Extracted text:
____________

Press Release

DBRS Morningstar Confirms Istituto per il Credito Sportivo’s Issuer Ratings at BBB/R-2 (high); Stable Trend

Banking Organizations
July 10, 2023

DBRS Ratings GmbH (DBRS Morningstar) confirmed the ratings of Istituto per il Credito Sportivo (ICS or the Bank), including the Long-Term Issuer Rating of BBB and the Short-Term Issuer Rating of R-2 (high). At the same time, DBRS Morningstar confirmed the Bank’s Long-Term Deposit Rating at BBB (high), one notch above the Long-Term Issuer Rating, reflecting the legal framework in place in Italy which has full depositor preference in bank insolvency and resolution proceedings. The trend on all ratings is Stable. The Bank’s Support Assessment is SA1. A full list of rating actions is included at the end of this press release.


ICS’s ratings reflect a Support Assessment of SA1, which implies the expectation of predictable support from its main shareholder, the Italian government. DBRS Morningstar currently rates the Republic of Italy’s Long-Term Foreign and Local Currency – Issuer Ratings at BBB (high) with a Stable trend (for more details on the rationale for the Sovereign rating action, please refer to the press release “DBRS Morningstar Confirms Republic of Italy at BBB (high), Stable Trend” -

The Long-Term Issuer Rating of ICS is one notch below the Long-Term Issuer Rating of Italy, reflecting that, despite the expectation of predictable support, there is not a government guarantee or explicit commitment from the government to maintain the capitalisation of the Bank. Nevertheless, DBRS Morningstar expects support to ICS from the Italian State to be forthcoming in case of need, as a result of the Bank’s ownership and its strategic public mission. The Stable trend mirrors the trend on the Republic of Italy’s ratings.

____________

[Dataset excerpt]
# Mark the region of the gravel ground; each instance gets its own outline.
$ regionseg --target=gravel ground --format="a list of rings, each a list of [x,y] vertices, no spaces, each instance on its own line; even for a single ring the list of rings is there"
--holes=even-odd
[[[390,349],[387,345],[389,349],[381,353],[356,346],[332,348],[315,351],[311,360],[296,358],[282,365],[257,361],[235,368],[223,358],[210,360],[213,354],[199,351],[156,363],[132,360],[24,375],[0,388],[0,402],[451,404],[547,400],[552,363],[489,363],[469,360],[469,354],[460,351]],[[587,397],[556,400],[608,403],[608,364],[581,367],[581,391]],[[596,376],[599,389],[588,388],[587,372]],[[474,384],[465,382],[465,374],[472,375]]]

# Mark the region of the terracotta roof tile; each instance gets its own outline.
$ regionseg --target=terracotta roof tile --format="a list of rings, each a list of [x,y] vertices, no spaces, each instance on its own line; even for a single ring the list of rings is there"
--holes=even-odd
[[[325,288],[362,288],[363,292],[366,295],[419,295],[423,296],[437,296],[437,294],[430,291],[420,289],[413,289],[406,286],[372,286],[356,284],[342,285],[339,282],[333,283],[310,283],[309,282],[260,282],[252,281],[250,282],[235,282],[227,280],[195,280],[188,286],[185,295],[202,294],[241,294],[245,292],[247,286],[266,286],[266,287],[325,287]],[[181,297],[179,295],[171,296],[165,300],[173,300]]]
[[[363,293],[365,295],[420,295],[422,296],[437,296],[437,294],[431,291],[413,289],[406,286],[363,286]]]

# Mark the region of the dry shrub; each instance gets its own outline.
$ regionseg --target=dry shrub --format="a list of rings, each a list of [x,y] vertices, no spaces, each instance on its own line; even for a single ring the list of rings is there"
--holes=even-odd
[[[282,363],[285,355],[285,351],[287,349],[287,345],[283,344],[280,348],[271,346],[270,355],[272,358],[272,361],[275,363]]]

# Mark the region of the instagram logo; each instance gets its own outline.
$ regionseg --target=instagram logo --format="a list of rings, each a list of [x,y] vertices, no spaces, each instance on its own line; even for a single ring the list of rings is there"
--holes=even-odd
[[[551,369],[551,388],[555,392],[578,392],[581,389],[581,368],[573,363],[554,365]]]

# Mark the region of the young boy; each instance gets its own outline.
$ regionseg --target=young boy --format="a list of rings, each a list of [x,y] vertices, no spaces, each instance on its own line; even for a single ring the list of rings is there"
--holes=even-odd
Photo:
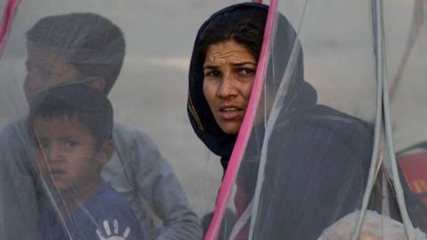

____________

Set problem:
Change "confirmed" to "affirmed" in the press release between "DBRS Ratings GmbH" and "this press release.", inclusive, and give that passage again. This material has no connection to the press release.

Final answer:
DBRS Ratings GmbH (DBRS Morningstar) affirmed the ratings of Istituto per il Credito Sportivo (ICS or the Bank), including the Long-Term Issuer Rating of BBB and the Short-Term Issuer Rating of R-2 (high). At the same time, DBRS Morningstar affirmed the Bank’s Long-Term Deposit Rating at BBB (high), one notch above the Long-Term Issuer Rating, reflecting the legal framework in place in Italy which has full depositor preference in bank insolvency and resolution proceedings. The trend on all ratings is Stable. The Bank’s Support Assessment is SA1. A full list of rating actions is included at the end of this press release.